## Exercise task 1
In the rate limiting article, what HTTP error does a rejected request return once the limit is exceeded?

## Text to read

----

Rate Limit using Spring Boot Resilience4J

Niraj Kumar
5 min readDec 16, 2024

--

What is Rate Limiter?

A Rate Limiter is a mechanism used to control the number of requests or operations that are allowed to occur within a specified period. It is commonly used in software systems to ensure fair usage of resources, protect services from being overwhelmed, and maintain system stability.

Key Concepts of Rate Limiting

  1. Request Limit:
  • Defines how many requests are allowed in a given time window (e.g., 10 requests per second).

2. Time Window:

  • The time interval during which the rate limit applies (e.g., one second, one minute).

3. Exceeding the Limit:

  • If the number of requests exceeds the limit, further requests may be:
  • Rejected (returning an error like HTTP 429 — Too Many Requests).
  • Queued for later processing.
  • Delayed until the limit resets.

Why Use Rate Limiting?

  1. Prevent Overload:
  • Protects a service or system from being overwhelmed by excessive traffic.

2. Fair Resource Usage:

  • Ensures fair distribution of resources among users or services.

3. API Usage Control:

  • Enforces quotas for public or third-party APIs (e.g., a free tier allows 100 requests per hour).

4. Prevent Abuse:

  • Stops malicious activities like brute force attacks or denial-of-service (DoS) attacks.

5. Traffic Shaping:

  • Smoothens traffic bursts by regulating request flow.

Where is Rate Limiting Used?

  1. APIs:
  • Public APIs often use rate limiting to control how clients interact with the API (e.g., 1000 requests/day per user).

2. Web Applications:

  • Protect backend systems by limiting user requests (e.g., login attempts or form submissions).

3. Distributed Systems:

  • Manage load across microservices by regulating requests between services.

4. Messaging Systems:

  • Control the number of messages processed to avoid overwhelming consumers.

How Does Rate Limiting Work?

Common Algorithms for Rate Limiting

  1. Token Bucket:
  • A bucket is filled with tokens at a steady rate.
  • Each request removes a token from the bucket.
  • If the bucket is empty, the request is rejected or delayed.

2. Leaky Bucket:

  • Requests are added to a queue (the “bucket”).
  • The queue processes requests at a fixed rate.
  • Excess requests are discarded if the bucket overflows.

3. Fixed Window:

  • Limits requests based on a fixed time window (e.g., 10 requests per second).
  • Simple but prone to burst traffic at window edges.

4. Sliding Window:

  • Tracks requests over a rolling time window (e.g., last 60 seconds).
  • More precise and smooth compared to fixed windows.

5. Sliding Log:

  • Logs each request’s timestamp and checks if the number of requests within the window exceeds the limit.
  • Accurate but can be memory-intensive.

Implementing Rate Limiting

Client-Side Rate Limiting:

  • Controls the frequency of requests sent from the client.
  • Example: JavaScript libraries implementing debouncing or throttling.

Server-Side Rate Limiting:

  • Applied on the server to manage incoming requests.
  • Example: Using tools or libraries like Resilience4j, Redis, or API gateways (e.g., NGINX, AWS API Gateway).

Examples

Rate Limiting in Web APIs

If an API allows only 10 requests per minute, the 11th request will:

  1. Return an HTTP 429 (Too Many Requests) error.

----

## Data supplied
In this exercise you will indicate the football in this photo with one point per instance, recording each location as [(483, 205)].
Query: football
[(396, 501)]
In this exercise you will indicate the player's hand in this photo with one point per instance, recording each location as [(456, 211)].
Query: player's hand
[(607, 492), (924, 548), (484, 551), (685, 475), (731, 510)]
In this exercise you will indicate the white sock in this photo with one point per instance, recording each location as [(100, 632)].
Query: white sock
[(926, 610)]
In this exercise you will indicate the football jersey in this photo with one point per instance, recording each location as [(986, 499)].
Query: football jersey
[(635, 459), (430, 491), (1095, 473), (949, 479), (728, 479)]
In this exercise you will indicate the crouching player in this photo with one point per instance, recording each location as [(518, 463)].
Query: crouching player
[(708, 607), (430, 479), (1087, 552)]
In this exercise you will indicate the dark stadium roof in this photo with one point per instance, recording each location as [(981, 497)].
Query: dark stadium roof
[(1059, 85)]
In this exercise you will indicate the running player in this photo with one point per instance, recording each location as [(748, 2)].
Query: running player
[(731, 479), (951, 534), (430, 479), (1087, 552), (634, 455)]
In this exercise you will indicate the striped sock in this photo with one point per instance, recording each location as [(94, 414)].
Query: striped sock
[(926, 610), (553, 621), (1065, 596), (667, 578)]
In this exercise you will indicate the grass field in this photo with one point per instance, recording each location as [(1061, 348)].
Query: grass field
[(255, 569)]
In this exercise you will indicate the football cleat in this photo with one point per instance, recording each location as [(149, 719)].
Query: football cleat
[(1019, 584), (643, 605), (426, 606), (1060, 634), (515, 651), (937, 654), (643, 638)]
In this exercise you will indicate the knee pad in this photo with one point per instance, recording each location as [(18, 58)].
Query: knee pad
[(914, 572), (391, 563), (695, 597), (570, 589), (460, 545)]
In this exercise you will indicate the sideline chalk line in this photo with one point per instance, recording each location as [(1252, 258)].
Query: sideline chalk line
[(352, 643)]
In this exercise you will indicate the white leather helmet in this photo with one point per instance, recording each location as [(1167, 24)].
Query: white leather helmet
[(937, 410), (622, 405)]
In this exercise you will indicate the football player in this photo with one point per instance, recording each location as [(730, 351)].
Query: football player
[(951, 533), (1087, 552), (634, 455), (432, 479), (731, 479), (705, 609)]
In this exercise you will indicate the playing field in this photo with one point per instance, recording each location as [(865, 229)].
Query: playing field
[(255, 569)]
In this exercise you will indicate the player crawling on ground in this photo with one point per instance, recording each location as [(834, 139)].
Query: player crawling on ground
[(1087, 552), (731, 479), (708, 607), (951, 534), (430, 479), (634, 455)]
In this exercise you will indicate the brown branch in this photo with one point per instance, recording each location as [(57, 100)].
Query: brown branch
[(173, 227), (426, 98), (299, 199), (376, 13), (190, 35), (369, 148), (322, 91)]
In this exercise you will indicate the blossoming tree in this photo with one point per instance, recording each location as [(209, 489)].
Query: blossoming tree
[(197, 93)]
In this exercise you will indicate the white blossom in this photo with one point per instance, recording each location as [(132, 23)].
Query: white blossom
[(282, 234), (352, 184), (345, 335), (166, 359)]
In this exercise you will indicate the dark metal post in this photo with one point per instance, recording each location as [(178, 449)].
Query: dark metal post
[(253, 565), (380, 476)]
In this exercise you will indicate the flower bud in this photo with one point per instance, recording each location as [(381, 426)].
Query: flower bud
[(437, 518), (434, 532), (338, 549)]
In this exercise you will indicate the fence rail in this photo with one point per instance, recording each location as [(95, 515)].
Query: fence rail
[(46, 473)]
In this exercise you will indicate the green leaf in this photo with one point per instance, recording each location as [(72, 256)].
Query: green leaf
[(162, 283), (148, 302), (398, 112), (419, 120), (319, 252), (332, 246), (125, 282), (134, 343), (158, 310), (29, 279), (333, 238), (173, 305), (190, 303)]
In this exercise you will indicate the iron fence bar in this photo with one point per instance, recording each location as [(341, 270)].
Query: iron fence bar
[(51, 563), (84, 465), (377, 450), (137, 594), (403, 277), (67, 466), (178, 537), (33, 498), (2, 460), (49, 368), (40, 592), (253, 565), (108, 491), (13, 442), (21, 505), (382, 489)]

----

## Exercise task 2
Repeat the records word for word, from the line with "In this exercise you will indicate the fence" through the line with "305), (190, 303)]".

## Reply 1
HTTP 429 (Too Many Requests).

## Reply 2
In this exercise you will indicate the fence rail in this photo with one point per instance, recording each location as [(95, 515)].
Query: fence rail
[(46, 473)]
In this exercise you will indicate the green leaf in this photo with one point per instance, recording each location as [(72, 256)].
Query: green leaf
[(162, 283), (148, 302), (398, 112), (419, 120), (319, 252), (332, 246), (125, 282), (134, 343), (158, 310), (29, 279), (333, 238), (173, 305), (190, 303)]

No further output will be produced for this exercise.